Only lines with the string "truck" should be returned from the data below.

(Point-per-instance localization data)
___

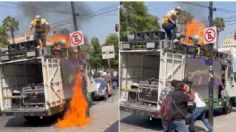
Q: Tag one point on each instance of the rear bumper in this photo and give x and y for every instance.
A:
(26, 111)
(139, 109)
(34, 111)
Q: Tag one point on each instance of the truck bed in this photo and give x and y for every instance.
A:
(140, 109)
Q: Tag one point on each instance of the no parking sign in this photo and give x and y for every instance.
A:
(76, 38)
(210, 35)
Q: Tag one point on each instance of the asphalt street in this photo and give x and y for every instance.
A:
(104, 116)
(137, 123)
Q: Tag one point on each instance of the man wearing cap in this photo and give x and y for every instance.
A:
(169, 22)
(41, 26)
(181, 99)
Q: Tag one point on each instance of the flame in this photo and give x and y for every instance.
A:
(194, 28)
(59, 38)
(76, 115)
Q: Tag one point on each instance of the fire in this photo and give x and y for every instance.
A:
(194, 28)
(58, 38)
(76, 115)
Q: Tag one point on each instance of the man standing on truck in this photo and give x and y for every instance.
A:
(181, 99)
(41, 26)
(169, 22)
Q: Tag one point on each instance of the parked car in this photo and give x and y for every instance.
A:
(102, 90)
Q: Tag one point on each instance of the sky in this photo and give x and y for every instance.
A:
(96, 19)
(161, 8)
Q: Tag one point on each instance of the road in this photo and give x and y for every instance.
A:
(104, 116)
(136, 123)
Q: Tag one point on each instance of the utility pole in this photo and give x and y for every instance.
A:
(210, 75)
(74, 20)
(74, 16)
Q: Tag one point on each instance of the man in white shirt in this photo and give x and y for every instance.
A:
(169, 22)
(199, 112)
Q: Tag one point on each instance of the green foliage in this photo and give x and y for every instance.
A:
(113, 39)
(3, 37)
(65, 31)
(11, 24)
(219, 23)
(185, 17)
(134, 17)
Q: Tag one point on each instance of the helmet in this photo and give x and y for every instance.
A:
(178, 8)
(37, 16)
(104, 74)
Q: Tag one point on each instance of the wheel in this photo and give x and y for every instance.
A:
(228, 109)
(106, 95)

___

Solution:
Q: Tag one point on each instance of the truck bed in this photo and give x and y for every instance.
Q: Tag one point on each instance of the man standing on truck in this photo and give x and y for every instance.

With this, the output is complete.